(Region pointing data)
--- START ---

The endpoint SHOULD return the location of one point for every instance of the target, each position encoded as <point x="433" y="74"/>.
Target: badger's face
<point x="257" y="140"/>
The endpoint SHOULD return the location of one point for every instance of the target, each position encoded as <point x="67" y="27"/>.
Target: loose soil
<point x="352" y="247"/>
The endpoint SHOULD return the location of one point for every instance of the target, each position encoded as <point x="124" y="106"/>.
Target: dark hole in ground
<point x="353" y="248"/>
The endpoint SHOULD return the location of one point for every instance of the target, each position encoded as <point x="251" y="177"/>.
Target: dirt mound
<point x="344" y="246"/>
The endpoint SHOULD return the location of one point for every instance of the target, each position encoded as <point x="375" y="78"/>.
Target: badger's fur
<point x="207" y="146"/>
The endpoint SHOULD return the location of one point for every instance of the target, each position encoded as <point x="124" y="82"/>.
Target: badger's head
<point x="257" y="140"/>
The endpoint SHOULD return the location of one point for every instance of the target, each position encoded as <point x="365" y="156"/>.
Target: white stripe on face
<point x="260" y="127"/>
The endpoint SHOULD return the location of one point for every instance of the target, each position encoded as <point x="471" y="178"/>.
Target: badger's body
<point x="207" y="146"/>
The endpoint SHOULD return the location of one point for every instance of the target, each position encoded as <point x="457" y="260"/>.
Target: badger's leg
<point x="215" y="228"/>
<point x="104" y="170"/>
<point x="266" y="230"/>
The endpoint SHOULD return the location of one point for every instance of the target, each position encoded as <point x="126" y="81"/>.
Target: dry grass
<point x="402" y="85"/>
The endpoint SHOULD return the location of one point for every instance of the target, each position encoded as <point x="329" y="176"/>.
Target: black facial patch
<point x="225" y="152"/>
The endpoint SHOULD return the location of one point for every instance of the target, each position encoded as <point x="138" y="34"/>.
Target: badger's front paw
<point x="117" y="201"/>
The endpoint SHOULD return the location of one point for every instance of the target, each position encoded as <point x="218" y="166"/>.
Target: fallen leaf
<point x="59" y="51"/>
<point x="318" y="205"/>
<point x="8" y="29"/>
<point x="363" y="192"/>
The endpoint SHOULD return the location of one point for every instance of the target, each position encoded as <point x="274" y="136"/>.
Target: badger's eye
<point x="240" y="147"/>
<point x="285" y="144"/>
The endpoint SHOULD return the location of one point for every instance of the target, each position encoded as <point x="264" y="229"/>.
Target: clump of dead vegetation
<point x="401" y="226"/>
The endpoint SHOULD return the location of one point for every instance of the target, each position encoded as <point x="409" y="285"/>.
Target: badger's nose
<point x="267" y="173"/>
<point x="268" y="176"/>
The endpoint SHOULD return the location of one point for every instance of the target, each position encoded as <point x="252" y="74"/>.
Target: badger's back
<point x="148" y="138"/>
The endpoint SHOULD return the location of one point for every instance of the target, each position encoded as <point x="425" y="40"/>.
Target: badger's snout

--- END ---

### WHAT TO DO:
Line by line, transcribe the data exactly.

### OUTPUT:
The endpoint SHOULD return the location of one point for every instance of the target, each position encoded as <point x="433" y="74"/>.
Target: badger's face
<point x="257" y="140"/>
The endpoint SHOULD return the location of one point for every instance of the target, each position encoded as <point x="67" y="27"/>.
Target: loose soil
<point x="352" y="247"/>
The endpoint SHOULD return the location of one point for every instance of the target, each position encoded as <point x="124" y="106"/>.
Target: dark hole in ground
<point x="353" y="248"/>
The endpoint SHOULD return the location of one point for every instance of the target, each position encoded as <point x="251" y="177"/>.
Target: dirt mound
<point x="344" y="246"/>
The endpoint SHOULD return the location of one point for every instance of the target, each position encoded as <point x="375" y="78"/>.
Target: badger's fur
<point x="207" y="146"/>
The endpoint SHOULD return the location of one point for every instance of the target, each position encoded as <point x="124" y="82"/>.
Target: badger's head
<point x="257" y="140"/>
The endpoint SHOULD return the location of one point for every instance of the target, each position encoded as <point x="365" y="156"/>.
Target: white stripe on face
<point x="260" y="127"/>
The endpoint SHOULD return the location of one point for every instance of the target, each position encoded as <point x="471" y="178"/>.
Target: badger's body
<point x="207" y="146"/>
The endpoint SHOULD return the location of one point for every instance of the target, each position encoded as <point x="457" y="260"/>.
Target: badger's leg
<point x="215" y="228"/>
<point x="104" y="170"/>
<point x="266" y="230"/>
The endpoint SHOULD return the location of one point for every instance of the target, each position encoded as <point x="126" y="81"/>.
Target: dry grass
<point x="402" y="85"/>
The endpoint SHOULD return the location of one point for every instance of the target, each position encoded as <point x="329" y="176"/>.
Target: black facial patch
<point x="225" y="152"/>
The endpoint SHOULD return the location of one point for every instance of the target, each position encoded as <point x="138" y="34"/>.
Target: badger's front paw
<point x="117" y="201"/>
The endpoint SHOULD return the location of one point for every instance of the target, each position encoded as <point x="218" y="166"/>.
Target: fallen leaf
<point x="59" y="51"/>
<point x="318" y="205"/>
<point x="8" y="29"/>
<point x="363" y="192"/>
The endpoint SHOULD return the location of one point for every instance of the target, each position encoded as <point x="274" y="136"/>.
Target: badger's eye
<point x="240" y="147"/>
<point x="285" y="144"/>
The endpoint SHOULD return the location of one point for every instance of the target, each position encoded as <point x="264" y="229"/>.
Target: clump of dead vegetation
<point x="401" y="226"/>
The endpoint SHOULD return the location of one point for every instance of the target, each position encoded as <point x="409" y="285"/>.
Target: badger's nose
<point x="267" y="173"/>
<point x="268" y="176"/>
The endpoint SHOULD return the location of one point for every instance of the target, each position encoded as <point x="252" y="74"/>.
Target: badger's back
<point x="148" y="138"/>
The endpoint SHOULD return the location of one point for every instance of the target, each position encoded as <point x="425" y="40"/>.
Target: badger's snout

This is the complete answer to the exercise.